◆ PROMPT:
Reproduce only the data lines from the one containing "Kindly mark the innermost point of each instance of the brick" through the one containing "Target: brick paved floor", inclusive, substituting "stone tiled floor" for "brick paved floor" and keeping everything else the same.

◆ STORED DATA:
begin

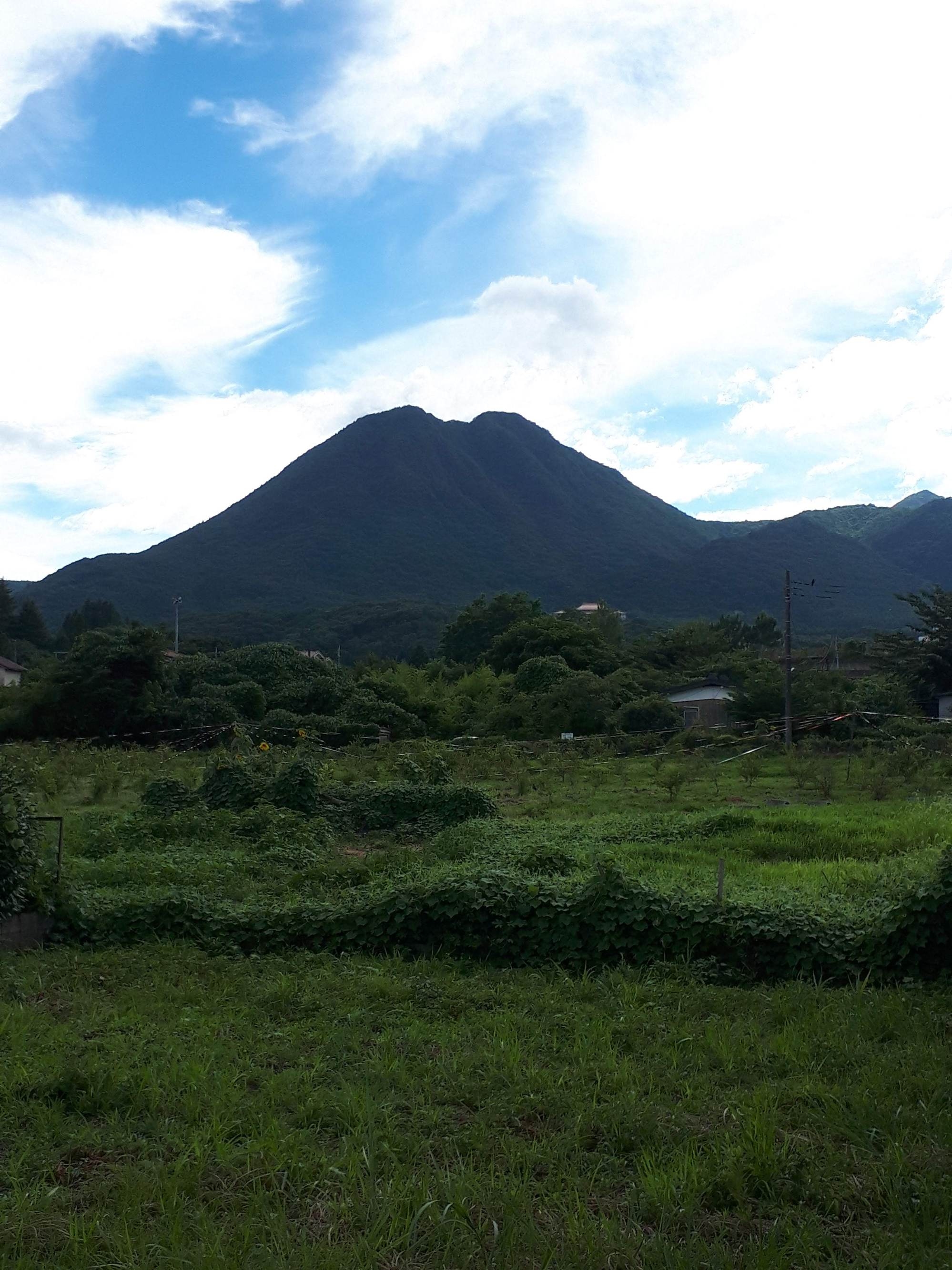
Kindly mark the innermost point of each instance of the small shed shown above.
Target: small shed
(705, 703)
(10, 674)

end
begin

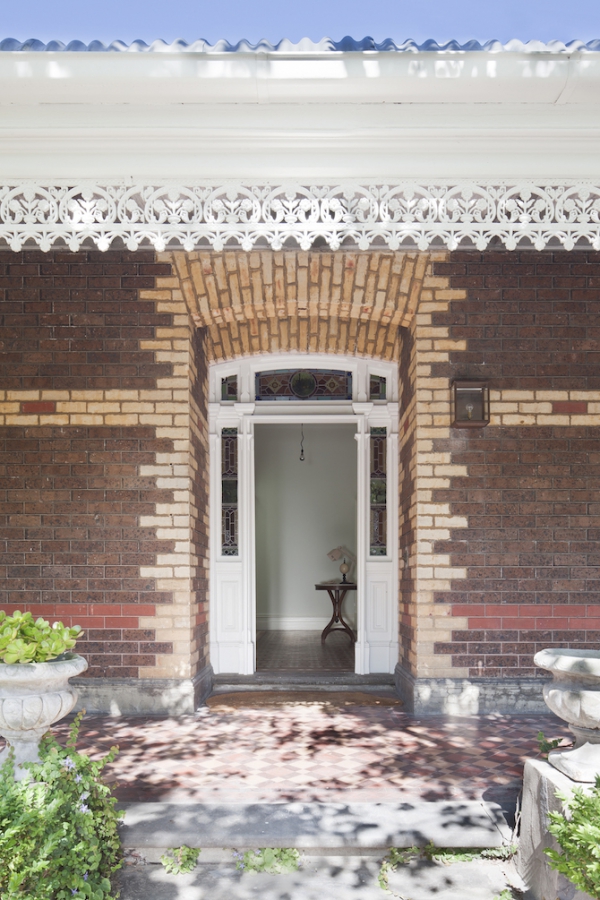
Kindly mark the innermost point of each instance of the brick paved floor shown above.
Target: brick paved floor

end

◆ RESULT FOR THIS TASK:
Kindly mark the innermost point of each instance of the stone tiled floor shown above.
Target: stone tiled floor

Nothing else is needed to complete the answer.